◆ THE PROBLEM
Gather every line in the records below that contains the word "white", and copy each of those lines without changes.

begin

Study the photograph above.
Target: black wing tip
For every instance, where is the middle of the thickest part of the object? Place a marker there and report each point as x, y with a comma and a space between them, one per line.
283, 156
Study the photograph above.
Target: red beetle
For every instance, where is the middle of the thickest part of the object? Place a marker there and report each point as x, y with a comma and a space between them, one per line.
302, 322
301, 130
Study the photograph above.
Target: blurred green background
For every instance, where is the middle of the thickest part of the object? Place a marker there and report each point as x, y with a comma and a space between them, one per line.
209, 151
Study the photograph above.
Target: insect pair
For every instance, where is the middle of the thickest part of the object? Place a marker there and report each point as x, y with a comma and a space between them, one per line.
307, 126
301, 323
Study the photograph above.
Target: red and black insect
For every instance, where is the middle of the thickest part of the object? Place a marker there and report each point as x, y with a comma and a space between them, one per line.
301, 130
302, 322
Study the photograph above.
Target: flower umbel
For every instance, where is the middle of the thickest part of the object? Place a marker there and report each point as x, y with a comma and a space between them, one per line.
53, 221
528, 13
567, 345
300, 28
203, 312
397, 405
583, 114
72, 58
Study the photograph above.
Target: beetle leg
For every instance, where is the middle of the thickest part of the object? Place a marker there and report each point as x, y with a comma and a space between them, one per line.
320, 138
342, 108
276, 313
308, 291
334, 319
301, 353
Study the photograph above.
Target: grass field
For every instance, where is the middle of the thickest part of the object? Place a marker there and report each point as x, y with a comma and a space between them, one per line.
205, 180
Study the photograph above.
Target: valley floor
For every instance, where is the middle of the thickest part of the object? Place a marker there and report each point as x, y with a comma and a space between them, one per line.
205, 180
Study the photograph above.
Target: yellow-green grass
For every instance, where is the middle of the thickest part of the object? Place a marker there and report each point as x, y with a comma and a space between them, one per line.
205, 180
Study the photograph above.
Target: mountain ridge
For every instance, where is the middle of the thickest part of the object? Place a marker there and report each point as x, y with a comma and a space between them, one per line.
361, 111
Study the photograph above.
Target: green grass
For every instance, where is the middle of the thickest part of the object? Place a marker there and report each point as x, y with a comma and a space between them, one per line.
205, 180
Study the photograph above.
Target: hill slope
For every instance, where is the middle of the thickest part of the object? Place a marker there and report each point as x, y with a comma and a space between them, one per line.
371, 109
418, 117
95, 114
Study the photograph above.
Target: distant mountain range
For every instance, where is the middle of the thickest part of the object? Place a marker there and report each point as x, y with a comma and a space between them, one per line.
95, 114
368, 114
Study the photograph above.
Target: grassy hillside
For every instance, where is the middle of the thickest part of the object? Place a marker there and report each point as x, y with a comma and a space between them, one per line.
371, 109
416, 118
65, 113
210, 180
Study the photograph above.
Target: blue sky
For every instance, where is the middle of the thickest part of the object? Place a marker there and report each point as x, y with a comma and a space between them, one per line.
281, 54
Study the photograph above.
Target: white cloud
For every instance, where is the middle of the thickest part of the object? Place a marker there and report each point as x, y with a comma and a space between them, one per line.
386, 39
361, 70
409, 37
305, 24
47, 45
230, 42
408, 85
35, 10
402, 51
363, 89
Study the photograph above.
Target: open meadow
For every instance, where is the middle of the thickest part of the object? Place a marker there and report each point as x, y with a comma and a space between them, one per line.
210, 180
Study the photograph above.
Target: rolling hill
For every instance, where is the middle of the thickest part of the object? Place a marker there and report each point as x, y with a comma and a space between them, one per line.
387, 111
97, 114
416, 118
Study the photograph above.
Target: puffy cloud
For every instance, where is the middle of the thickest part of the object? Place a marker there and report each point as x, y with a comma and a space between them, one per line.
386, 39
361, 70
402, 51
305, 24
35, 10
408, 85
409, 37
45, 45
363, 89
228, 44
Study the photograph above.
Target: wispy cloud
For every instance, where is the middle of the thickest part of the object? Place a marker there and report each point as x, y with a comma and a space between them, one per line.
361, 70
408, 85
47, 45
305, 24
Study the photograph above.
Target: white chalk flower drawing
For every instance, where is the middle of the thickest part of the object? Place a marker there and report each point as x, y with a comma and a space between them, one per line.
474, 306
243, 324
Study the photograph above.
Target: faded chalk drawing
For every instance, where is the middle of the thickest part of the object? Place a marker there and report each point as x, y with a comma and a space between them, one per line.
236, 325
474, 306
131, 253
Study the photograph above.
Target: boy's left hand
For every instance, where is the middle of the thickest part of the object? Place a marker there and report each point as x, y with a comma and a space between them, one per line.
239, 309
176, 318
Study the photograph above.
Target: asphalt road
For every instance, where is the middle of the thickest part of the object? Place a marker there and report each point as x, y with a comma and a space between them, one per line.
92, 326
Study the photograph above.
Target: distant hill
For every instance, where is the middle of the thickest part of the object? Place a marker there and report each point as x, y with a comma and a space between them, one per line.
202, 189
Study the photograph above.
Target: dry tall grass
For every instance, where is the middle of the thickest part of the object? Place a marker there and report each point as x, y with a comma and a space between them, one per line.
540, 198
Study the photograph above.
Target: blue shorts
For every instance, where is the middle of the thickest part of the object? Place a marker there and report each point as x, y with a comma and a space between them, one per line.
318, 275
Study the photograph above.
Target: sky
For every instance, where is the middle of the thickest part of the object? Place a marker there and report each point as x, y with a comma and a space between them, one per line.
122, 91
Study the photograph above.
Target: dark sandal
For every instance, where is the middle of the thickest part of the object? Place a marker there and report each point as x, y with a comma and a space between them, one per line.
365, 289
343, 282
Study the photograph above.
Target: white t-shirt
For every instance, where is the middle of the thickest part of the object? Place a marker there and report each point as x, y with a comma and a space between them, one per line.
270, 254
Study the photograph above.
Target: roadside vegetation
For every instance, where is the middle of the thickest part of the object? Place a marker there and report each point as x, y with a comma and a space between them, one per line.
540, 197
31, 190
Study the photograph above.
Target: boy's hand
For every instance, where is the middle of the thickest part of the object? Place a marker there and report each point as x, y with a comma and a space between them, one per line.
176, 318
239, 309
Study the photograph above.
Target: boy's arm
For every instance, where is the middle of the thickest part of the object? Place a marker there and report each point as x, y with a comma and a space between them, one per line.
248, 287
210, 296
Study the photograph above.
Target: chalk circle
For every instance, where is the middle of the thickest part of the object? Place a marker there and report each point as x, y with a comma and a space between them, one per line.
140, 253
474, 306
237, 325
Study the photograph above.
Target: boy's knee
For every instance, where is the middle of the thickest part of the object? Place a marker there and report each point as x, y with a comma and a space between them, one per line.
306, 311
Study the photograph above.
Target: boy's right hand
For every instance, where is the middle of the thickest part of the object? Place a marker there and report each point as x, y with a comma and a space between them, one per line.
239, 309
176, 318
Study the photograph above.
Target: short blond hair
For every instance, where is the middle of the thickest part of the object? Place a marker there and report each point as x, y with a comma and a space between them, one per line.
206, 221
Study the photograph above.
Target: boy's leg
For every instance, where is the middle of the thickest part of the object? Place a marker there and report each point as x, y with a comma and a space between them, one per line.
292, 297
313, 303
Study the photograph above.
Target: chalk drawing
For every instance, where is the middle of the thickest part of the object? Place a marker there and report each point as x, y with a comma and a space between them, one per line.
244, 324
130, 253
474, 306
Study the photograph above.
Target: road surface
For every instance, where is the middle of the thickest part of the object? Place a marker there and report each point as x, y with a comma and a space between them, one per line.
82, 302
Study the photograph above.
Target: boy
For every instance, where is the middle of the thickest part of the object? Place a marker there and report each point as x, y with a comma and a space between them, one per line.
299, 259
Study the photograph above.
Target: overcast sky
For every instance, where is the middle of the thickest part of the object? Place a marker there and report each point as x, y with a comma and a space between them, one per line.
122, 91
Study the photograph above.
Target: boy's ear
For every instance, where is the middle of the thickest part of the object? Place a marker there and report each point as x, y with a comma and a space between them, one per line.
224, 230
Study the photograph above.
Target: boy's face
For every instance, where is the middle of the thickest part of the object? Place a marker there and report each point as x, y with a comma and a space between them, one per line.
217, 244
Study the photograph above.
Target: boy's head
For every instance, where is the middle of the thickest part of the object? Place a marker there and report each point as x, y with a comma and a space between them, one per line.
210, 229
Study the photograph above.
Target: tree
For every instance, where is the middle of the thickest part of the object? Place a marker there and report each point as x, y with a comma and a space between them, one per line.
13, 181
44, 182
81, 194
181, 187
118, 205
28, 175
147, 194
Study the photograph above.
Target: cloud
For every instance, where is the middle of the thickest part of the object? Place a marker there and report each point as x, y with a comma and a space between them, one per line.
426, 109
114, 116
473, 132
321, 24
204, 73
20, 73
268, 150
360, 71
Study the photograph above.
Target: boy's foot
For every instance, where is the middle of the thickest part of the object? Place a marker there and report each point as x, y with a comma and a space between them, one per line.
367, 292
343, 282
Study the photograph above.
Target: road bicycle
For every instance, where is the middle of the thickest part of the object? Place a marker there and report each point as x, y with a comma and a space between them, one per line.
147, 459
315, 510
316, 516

end
begin

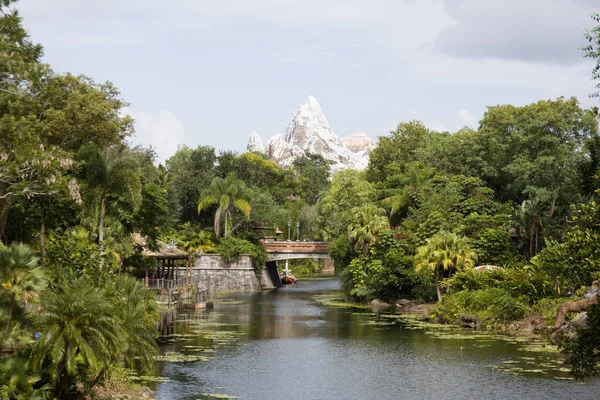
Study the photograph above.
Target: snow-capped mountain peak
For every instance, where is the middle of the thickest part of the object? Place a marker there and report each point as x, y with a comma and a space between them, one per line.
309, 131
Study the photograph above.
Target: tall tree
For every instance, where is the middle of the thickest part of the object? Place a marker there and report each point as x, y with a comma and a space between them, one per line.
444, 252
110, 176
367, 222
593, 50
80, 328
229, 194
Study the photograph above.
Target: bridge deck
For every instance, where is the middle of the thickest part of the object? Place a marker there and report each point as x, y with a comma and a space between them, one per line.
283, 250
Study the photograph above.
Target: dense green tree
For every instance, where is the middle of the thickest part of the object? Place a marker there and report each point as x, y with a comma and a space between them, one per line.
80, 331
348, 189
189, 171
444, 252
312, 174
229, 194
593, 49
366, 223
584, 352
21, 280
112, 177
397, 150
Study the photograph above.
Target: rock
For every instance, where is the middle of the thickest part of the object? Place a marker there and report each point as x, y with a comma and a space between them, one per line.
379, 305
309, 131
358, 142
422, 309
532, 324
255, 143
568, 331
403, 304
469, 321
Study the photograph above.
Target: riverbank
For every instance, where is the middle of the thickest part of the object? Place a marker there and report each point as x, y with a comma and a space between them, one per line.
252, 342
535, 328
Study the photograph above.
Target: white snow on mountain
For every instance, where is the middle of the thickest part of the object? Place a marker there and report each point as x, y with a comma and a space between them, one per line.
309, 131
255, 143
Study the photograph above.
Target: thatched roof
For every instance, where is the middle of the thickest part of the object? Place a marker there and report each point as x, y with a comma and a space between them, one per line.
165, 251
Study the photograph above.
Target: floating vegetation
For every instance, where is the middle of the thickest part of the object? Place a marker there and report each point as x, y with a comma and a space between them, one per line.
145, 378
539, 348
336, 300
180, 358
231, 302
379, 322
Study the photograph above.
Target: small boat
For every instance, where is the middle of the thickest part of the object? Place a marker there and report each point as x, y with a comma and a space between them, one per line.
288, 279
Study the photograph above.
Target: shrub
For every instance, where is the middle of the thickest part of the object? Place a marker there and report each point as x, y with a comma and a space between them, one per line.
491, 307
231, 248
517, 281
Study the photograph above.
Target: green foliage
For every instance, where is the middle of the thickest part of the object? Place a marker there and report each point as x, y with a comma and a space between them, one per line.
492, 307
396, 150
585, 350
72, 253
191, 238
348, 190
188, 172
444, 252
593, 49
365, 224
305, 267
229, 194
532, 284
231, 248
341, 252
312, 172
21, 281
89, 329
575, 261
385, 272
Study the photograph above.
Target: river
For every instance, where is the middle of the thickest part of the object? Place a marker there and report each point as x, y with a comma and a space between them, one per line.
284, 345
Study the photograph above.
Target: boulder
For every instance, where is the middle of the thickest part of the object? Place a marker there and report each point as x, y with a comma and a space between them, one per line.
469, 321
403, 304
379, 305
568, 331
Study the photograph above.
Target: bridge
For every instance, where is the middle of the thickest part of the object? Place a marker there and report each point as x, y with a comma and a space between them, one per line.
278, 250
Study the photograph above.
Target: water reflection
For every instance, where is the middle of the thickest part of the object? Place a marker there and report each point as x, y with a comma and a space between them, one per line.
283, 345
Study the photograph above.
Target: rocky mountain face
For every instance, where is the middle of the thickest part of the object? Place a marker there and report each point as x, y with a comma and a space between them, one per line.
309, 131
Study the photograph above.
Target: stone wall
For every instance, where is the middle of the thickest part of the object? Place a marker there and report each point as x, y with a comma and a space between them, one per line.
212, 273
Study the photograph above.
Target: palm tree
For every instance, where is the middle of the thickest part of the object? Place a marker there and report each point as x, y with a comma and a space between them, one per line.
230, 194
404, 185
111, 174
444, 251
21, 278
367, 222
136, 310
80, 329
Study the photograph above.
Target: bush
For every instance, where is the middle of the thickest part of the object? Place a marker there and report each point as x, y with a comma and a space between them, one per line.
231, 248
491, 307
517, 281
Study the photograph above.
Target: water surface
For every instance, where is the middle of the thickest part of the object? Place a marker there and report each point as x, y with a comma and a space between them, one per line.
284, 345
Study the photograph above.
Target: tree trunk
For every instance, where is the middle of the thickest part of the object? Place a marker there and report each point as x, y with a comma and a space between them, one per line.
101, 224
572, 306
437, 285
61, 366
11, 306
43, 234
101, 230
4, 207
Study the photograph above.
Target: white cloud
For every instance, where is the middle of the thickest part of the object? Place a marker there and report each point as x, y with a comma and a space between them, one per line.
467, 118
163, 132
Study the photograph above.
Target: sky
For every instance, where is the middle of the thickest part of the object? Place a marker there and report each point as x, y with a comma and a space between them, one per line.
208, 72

end

◆ SOLUTION TO THIS TASK
Target: white cloud
Target: white chalk flower drawing
Target: white t-shirt
Target: white snow on mountain
Target: white cloud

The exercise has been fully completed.